-- start of INPUT --

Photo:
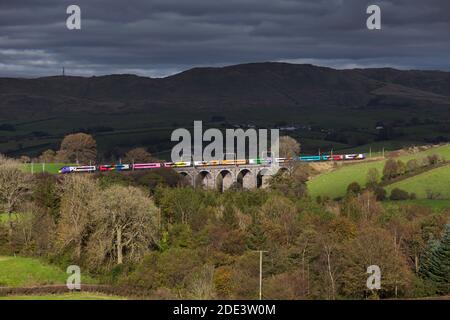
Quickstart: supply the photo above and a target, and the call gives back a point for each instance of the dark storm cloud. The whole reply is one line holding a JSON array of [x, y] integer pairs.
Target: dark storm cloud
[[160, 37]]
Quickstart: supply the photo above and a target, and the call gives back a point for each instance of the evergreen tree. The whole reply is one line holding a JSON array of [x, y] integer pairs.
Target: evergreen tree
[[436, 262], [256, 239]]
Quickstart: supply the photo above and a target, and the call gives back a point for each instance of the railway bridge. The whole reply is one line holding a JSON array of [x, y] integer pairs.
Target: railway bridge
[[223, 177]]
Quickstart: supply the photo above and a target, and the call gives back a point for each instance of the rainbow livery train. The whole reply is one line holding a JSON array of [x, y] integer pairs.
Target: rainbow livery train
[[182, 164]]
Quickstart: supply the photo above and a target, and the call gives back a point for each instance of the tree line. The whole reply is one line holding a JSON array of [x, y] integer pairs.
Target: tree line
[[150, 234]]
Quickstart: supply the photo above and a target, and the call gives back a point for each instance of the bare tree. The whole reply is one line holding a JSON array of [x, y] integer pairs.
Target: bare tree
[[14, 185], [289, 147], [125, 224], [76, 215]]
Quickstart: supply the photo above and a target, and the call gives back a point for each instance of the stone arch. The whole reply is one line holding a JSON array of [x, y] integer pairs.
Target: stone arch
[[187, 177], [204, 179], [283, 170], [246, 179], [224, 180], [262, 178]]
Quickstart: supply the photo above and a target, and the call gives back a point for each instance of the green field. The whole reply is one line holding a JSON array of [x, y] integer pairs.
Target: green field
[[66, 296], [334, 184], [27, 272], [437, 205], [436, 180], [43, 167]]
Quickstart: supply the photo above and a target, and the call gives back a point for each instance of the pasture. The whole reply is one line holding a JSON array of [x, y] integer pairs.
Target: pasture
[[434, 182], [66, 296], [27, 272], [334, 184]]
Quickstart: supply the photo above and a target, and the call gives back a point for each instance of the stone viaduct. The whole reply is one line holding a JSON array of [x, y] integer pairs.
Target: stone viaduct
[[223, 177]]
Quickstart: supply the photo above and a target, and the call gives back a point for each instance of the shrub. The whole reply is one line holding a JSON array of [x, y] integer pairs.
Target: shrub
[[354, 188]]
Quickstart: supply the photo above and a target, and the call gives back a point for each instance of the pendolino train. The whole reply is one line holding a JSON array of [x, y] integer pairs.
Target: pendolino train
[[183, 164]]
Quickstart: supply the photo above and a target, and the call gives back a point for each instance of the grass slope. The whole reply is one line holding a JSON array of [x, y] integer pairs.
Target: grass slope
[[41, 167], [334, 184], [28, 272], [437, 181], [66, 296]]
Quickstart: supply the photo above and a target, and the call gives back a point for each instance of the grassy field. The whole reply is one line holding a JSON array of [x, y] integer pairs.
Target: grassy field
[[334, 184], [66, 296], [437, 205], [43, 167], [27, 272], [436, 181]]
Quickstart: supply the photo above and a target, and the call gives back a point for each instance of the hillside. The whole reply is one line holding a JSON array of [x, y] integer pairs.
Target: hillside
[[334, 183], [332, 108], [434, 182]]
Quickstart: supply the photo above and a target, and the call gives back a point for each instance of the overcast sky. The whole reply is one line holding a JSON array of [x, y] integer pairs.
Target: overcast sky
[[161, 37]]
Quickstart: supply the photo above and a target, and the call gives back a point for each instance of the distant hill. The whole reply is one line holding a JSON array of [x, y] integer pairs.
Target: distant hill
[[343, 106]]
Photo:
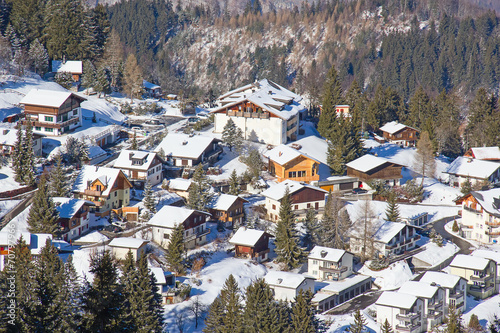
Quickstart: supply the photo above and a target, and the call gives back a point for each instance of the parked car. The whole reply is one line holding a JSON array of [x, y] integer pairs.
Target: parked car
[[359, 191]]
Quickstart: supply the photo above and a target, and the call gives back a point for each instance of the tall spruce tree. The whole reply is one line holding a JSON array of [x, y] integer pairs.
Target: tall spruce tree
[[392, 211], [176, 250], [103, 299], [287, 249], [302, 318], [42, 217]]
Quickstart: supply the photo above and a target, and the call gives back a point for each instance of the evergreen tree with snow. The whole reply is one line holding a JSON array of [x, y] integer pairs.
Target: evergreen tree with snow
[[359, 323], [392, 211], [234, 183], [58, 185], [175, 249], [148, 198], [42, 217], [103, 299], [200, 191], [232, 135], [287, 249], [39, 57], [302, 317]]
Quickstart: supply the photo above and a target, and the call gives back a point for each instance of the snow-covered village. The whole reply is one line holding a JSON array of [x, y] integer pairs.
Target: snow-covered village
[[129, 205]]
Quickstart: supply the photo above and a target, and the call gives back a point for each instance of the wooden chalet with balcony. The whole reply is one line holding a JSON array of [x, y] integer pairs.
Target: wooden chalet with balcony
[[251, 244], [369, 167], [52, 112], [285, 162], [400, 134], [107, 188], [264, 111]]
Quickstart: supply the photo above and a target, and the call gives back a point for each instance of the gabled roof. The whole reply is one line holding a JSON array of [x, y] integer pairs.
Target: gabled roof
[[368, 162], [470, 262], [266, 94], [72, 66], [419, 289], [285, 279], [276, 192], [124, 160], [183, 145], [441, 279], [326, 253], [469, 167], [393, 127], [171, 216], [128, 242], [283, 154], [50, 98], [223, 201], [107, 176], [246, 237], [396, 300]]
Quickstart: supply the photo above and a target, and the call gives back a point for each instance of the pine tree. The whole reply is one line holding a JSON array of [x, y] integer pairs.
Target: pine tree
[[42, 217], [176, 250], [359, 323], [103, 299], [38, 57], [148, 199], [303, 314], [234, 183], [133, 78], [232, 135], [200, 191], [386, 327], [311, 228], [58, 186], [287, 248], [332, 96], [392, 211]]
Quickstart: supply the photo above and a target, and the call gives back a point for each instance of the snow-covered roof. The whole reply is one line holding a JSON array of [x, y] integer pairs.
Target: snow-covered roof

-- end of INPUT --
-- start of INPUT --

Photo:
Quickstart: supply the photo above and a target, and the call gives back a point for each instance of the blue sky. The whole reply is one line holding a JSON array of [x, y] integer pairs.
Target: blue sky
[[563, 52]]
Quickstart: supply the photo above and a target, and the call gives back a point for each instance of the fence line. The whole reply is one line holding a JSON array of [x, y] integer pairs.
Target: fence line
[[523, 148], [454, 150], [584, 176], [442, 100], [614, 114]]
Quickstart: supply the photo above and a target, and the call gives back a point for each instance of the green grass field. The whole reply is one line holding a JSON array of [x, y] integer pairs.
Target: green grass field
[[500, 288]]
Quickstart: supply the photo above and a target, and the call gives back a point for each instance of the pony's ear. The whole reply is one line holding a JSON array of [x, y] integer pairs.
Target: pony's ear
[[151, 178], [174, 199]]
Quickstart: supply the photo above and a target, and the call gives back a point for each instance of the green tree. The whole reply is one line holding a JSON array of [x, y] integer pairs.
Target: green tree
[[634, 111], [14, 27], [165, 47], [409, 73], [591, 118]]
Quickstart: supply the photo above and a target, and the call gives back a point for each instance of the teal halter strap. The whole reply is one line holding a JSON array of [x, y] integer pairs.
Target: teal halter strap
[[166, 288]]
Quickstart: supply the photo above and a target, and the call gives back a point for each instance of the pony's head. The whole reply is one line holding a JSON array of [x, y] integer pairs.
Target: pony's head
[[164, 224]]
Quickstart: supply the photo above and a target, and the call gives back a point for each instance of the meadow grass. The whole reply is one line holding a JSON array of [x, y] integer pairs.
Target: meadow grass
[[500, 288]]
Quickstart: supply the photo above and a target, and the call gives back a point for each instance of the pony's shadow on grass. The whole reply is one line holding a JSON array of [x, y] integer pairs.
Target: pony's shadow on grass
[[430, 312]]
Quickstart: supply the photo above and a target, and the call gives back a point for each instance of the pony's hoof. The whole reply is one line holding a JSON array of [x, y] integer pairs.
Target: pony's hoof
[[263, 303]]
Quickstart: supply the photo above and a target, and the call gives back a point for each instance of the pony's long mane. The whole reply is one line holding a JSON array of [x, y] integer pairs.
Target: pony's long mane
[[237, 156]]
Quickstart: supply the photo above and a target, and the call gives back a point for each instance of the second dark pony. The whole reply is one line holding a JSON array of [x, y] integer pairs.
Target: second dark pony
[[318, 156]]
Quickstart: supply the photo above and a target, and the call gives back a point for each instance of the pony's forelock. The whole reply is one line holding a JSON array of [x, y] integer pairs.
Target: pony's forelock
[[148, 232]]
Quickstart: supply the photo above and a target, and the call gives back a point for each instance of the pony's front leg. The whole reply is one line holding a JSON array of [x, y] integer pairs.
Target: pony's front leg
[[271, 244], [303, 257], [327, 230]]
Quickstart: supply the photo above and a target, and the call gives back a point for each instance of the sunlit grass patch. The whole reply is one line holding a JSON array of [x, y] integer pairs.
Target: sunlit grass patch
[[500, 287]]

-- end of INPUT --
-- start of INPUT --

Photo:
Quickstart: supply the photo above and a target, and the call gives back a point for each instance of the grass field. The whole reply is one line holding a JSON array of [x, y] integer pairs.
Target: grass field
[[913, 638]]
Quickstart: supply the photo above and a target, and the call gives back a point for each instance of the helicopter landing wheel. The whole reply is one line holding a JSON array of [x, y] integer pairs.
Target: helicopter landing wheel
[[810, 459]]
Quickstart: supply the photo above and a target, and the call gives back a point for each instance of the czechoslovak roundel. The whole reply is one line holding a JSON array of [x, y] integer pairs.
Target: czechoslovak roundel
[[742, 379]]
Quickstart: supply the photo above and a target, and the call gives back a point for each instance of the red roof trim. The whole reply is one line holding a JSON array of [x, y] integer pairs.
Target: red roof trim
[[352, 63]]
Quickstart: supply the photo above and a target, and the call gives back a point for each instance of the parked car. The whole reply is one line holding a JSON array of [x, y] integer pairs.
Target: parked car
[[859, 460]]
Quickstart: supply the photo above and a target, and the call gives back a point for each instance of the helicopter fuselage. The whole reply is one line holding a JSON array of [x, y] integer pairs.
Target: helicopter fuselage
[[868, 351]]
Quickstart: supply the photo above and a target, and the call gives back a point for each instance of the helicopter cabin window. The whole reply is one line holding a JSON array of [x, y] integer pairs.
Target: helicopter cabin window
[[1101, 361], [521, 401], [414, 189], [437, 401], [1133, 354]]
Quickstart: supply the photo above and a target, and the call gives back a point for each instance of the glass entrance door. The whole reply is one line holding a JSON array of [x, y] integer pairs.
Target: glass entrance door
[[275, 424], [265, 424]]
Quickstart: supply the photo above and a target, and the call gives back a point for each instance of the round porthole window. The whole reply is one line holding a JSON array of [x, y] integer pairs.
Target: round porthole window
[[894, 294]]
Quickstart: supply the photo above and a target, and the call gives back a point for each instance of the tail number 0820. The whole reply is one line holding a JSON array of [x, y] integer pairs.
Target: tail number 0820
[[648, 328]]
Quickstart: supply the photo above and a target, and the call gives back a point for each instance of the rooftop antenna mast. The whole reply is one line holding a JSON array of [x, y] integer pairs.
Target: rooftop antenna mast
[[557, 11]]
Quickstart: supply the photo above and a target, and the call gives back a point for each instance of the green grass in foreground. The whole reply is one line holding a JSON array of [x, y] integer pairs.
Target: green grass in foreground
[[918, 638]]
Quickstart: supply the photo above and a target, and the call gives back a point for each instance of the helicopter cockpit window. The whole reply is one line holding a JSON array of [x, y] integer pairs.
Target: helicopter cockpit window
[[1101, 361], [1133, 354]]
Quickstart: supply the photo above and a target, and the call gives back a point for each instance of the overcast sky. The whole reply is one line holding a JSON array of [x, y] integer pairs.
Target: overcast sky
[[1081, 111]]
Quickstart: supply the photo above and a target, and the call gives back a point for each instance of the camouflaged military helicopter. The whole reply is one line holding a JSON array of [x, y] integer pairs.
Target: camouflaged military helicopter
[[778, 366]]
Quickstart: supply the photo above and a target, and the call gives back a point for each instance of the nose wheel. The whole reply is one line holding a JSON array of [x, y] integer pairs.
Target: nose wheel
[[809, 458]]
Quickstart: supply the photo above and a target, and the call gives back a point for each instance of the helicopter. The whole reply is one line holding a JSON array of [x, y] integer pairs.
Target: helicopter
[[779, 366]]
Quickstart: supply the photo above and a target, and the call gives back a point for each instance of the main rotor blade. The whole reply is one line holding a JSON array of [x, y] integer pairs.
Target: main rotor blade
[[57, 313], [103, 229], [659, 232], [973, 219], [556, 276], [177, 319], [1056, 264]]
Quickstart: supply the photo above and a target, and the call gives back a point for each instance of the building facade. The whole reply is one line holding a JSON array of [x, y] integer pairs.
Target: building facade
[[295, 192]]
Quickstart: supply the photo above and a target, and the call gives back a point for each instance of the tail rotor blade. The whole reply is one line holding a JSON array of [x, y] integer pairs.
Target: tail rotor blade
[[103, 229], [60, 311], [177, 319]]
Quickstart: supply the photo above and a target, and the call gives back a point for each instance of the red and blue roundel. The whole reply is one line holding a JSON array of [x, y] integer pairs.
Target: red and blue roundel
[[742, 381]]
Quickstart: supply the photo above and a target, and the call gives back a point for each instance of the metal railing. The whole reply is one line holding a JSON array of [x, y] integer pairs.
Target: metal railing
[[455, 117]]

-- end of INPUT --

• YOUR OBJECTIVE: Could you rewrite the data from the line containing "of the czechoslovak" through the line containing "[[648, 328]]", swapping "parked car" for "parked vehicle" and leaving everything else the same?

• TASK SOLUTION:
Quickstart: supply the photo above and a target, and the call gives back a point for each instance of the czechoslovak roundel. The whole reply is one line holding a JSON array of [x, y] integer pairs.
Target: czechoslovak roundel
[[742, 379]]
Quickstart: supply the photo above and a target, and the call gives back a point for each instance of the red roof trim. The whole reply is one line holding a JSON array of [x, y] integer pairs.
Target: red roof trim
[[352, 63]]
Quickstart: supply the photo above and a target, and the call gives back a point for each instance of the parked vehicle. The whole reply is one line holding a JSON array of [x, y] integer pairs.
Target: parked vehicle
[[859, 460]]
Quickstart: supply the photo above and a target, and the call gives back a point for each instance of the helicopter fuselage. The whole reply is one line holding a JSON array of [x, y] integer pairs.
Target: helicopter fuselage
[[868, 351]]
Quickstart: supply the photo above and a target, and the call gives back a point for each instance of the helicopter cabin window. The whole reply is one line holding a JSON array of [x, y] integer pairs.
Target: helicopter cabin window
[[1101, 361], [521, 401], [414, 189], [437, 401], [1133, 354]]
Quickstart: supply the photo above and a target, and the call gives back a point for each instance of the glass entrance door. The whole reply is one line holding a JSON array of [x, y] integer pairs.
Target: glass entrance door
[[275, 424], [265, 424]]
Quickstart: supply the photo above and a target, and the call gives back a point for each instance of the round porthole window. The whole reply is one line holding a JSON array of [x, y] integer pairs.
Target: round porthole window
[[894, 294]]
Quickstart: supply the photo above and a target, and the call gives back a point for each instance of the tail number 0820. The whole reply is one line holding a JSON array of [x, y] integer pairs.
Target: tail number 0820
[[648, 328]]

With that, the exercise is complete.